PASSAGE START

Saturday, April 7, 2012

And another thought

Some days you get no posts, some days you get two. . .

When I was younger, depression was always lurking just around the corner.  I was brought up to believe that it was something that controlled and ruled.  Needless to say, I spent many many days under the grey blanket or worse, the black one.  It came when it did and left when it was finished.  It never occurred to me that I had any choice but to accept it, until I was 29.  That's a damn long time to be subject to such an awful waste of time and energy.

The depression is has been banished, but I didn't lose the manic high, for which I am eternally grateful (and responsible; no more lackey to the whims of some faulty genetics).  Now, sometimes life is so crisp and clear, like cold water or stars in the middle of the night.  Usually it's the tiny things that spark a high.  Today I was in Starbucks in Hillcrest, was waiting for my tall blonde, when a 20 something kid placed an order for a coffee and his credit card wouldn't work, despite some conversation with the barista who took it well and some examination of the magnetic strip on the back of his card.  He was about to walk out of the story (this should have been store, but I like story better) when I stopped him and paid for his drink.  He was so grateful and so startled, I didn't expect it, likely he didn't either.  We chatted for a moment and I told him to pay it forward and I believe he will.  If I can purchase a high with $2.65 for a coffee that I don't drink, it's a good price.

PASSAGE END
DATA FOR REVIEW START

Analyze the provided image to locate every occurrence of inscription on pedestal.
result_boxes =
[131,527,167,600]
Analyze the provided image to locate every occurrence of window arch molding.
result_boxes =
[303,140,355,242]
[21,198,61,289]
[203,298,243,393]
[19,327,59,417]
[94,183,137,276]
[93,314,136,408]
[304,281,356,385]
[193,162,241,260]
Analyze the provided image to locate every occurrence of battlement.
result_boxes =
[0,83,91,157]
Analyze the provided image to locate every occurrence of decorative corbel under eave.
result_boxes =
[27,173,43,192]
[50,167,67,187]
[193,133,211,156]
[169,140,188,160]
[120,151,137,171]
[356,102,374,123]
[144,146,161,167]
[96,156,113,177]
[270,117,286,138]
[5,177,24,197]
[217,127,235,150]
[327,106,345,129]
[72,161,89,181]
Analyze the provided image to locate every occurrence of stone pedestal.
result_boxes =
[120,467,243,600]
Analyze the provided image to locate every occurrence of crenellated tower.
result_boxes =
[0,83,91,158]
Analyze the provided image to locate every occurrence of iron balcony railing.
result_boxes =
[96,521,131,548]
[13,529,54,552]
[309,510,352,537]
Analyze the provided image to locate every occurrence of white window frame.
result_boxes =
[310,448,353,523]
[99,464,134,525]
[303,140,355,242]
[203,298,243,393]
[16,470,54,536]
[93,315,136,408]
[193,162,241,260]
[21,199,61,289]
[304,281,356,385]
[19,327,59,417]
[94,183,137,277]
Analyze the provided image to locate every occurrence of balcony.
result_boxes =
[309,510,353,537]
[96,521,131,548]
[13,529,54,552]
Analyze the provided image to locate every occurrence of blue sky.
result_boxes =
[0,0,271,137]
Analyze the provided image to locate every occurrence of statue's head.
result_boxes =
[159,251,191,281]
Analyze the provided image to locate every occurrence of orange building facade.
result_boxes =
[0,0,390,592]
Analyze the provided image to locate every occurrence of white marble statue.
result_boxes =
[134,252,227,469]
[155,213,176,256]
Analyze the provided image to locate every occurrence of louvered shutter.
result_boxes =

DATA FOR REVIEW END

Rewrite everything in the blog post from "Saturday, April 7, 2012" down to "time and energy.", replacing "blanket" with "cloud".

* ANSWER AREA *
Saturday, April 7, 2012

And another thought

Some days you get no posts, some days you get two. . .

When I was younger, depression was always lurking just around the corner.  I was brought up to believe that it was something that controlled and ruled.  Needless to say, I spent many many days under the grey cloud or worse, the black one.  It came when it did and left when it was finished.  It never occurred to me that I had any choice but to accept it, until I was 29.  That's a damn long time to be subject to such an awful waste of time and energy.